===== GIVEN ENTRIES
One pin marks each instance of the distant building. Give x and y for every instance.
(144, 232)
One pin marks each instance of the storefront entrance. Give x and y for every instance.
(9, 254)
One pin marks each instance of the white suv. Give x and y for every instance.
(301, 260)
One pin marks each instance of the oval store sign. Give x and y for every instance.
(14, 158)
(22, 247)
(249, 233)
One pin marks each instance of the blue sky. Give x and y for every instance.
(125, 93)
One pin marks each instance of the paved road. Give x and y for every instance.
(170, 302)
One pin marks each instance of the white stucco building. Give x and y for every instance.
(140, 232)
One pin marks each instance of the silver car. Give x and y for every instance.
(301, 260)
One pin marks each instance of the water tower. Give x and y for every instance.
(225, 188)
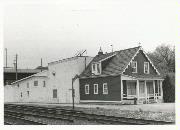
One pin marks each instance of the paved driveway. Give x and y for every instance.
(157, 107)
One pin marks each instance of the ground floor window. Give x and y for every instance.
(28, 93)
(54, 93)
(87, 89)
(131, 88)
(95, 88)
(150, 89)
(105, 88)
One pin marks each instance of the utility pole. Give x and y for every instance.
(16, 67)
(112, 47)
(6, 56)
(73, 92)
(41, 64)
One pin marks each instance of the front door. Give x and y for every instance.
(142, 93)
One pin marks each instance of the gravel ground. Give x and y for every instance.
(164, 111)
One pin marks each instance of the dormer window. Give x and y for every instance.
(134, 66)
(96, 68)
(146, 67)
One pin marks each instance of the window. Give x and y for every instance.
(28, 93)
(134, 66)
(95, 88)
(54, 93)
(27, 85)
(35, 83)
(44, 83)
(96, 68)
(87, 89)
(150, 89)
(105, 88)
(146, 67)
(131, 88)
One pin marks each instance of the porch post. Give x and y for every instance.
(161, 89)
(137, 89)
(145, 91)
(121, 89)
(155, 98)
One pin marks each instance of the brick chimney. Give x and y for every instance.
(100, 52)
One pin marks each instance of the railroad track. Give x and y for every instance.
(69, 115)
(13, 118)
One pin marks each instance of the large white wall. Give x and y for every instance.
(64, 70)
(62, 81)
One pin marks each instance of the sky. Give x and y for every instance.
(57, 30)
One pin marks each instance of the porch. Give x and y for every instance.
(143, 90)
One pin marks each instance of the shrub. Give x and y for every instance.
(169, 88)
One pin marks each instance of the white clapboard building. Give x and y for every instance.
(50, 86)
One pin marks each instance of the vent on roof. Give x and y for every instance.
(100, 52)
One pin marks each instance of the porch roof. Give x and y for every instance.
(150, 77)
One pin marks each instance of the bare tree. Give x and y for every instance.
(164, 58)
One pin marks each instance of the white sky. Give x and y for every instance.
(56, 30)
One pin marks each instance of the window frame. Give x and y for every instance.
(104, 88)
(27, 84)
(55, 96)
(129, 87)
(134, 67)
(96, 68)
(95, 89)
(35, 81)
(146, 63)
(28, 93)
(86, 90)
(44, 83)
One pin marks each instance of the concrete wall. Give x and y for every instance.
(114, 88)
(9, 93)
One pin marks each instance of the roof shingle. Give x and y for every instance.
(119, 60)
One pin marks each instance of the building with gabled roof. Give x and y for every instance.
(121, 76)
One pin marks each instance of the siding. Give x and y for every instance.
(114, 88)
(140, 58)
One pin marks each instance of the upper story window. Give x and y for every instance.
(134, 66)
(96, 68)
(95, 88)
(146, 67)
(28, 93)
(87, 89)
(27, 85)
(105, 88)
(44, 83)
(36, 83)
(54, 73)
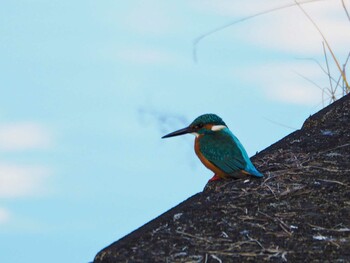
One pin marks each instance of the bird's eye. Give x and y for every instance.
(199, 126)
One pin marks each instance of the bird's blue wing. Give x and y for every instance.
(225, 151)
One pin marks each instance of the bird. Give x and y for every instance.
(218, 148)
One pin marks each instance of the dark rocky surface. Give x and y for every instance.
(299, 212)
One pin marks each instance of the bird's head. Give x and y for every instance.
(204, 124)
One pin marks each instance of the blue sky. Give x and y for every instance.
(89, 87)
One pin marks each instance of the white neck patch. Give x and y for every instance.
(218, 127)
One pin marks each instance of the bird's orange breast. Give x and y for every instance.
(205, 161)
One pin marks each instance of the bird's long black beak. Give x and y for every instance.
(178, 132)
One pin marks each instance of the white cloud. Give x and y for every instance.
(142, 55)
(280, 81)
(149, 17)
(22, 180)
(4, 215)
(287, 30)
(23, 136)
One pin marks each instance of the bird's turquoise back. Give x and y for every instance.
(224, 150)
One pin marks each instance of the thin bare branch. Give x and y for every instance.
(222, 27)
(326, 42)
(345, 9)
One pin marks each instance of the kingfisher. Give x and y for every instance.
(218, 148)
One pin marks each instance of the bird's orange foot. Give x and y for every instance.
(214, 178)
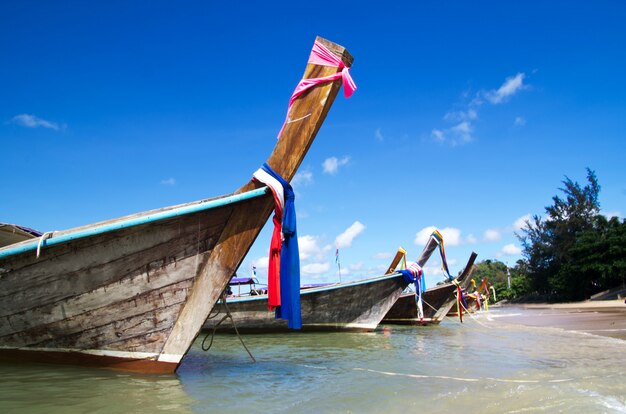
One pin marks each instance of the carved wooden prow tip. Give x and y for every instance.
(339, 50)
(396, 261)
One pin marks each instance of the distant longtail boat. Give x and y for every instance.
(349, 306)
(132, 293)
(438, 301)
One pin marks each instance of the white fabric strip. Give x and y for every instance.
(273, 183)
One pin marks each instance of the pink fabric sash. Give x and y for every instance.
(320, 55)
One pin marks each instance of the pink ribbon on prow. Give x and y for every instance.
(320, 55)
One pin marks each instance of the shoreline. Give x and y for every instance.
(603, 318)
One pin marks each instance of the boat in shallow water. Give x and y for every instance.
(133, 293)
(349, 306)
(438, 301)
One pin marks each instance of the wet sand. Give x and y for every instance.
(605, 318)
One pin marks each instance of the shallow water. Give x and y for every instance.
(481, 366)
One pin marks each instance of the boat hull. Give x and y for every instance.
(356, 306)
(132, 293)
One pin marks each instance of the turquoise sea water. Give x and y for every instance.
(481, 366)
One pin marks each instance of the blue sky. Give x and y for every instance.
(467, 117)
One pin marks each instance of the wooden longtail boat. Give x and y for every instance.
(476, 300)
(132, 293)
(437, 300)
(348, 306)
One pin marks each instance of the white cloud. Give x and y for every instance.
(382, 256)
(491, 235)
(519, 121)
(315, 268)
(463, 131)
(32, 121)
(456, 135)
(356, 266)
(511, 250)
(379, 135)
(451, 236)
(509, 88)
(438, 135)
(309, 247)
(331, 165)
(520, 223)
(457, 116)
(345, 239)
(304, 177)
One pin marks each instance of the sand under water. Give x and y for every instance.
(505, 360)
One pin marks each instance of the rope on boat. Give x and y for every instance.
(227, 316)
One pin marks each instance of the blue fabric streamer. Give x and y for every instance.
(289, 308)
(408, 276)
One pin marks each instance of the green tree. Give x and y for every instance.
(574, 252)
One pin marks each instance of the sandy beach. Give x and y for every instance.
(605, 318)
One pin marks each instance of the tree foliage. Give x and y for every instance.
(574, 251)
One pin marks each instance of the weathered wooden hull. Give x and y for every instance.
(133, 293)
(352, 306)
(437, 302)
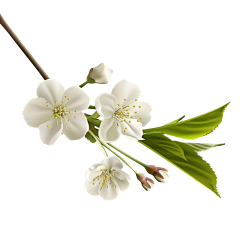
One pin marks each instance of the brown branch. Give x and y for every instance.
(25, 50)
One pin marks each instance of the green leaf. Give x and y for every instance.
(159, 140)
(195, 166)
(201, 147)
(88, 136)
(195, 127)
(175, 121)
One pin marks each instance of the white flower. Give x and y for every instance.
(56, 110)
(106, 179)
(102, 73)
(122, 113)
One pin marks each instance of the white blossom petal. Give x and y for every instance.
(123, 179)
(102, 73)
(125, 89)
(108, 192)
(79, 100)
(93, 171)
(109, 132)
(105, 104)
(134, 130)
(90, 188)
(50, 135)
(35, 112)
(112, 163)
(142, 110)
(51, 90)
(78, 127)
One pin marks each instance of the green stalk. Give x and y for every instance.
(121, 158)
(99, 143)
(91, 107)
(139, 162)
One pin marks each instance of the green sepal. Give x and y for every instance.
(88, 136)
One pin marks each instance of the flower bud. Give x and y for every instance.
(161, 174)
(147, 183)
(100, 74)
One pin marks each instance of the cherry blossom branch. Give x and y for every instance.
(139, 162)
(24, 49)
(121, 158)
(99, 143)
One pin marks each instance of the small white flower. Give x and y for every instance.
(106, 179)
(122, 113)
(102, 73)
(57, 111)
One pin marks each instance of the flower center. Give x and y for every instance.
(105, 177)
(59, 111)
(122, 114)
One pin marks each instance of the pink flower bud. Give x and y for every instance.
(161, 174)
(147, 183)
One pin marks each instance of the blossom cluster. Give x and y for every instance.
(57, 111)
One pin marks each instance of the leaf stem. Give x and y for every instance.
==========
*THE TASK*: Lines from the one containing "One pin marks each instance of the pink flower" through the last line of the listing are to be restated word for word; no other line may appear.

*TASK RESPONSE*:
One pin marks each instance of the pink flower bud. Give x and y for every instance.
(161, 174)
(147, 183)
One pin marks each instance of the blossom cluster. Give x and y for every instance.
(57, 111)
One pin marks each instance of the leaf stem. Give x and y for every instance.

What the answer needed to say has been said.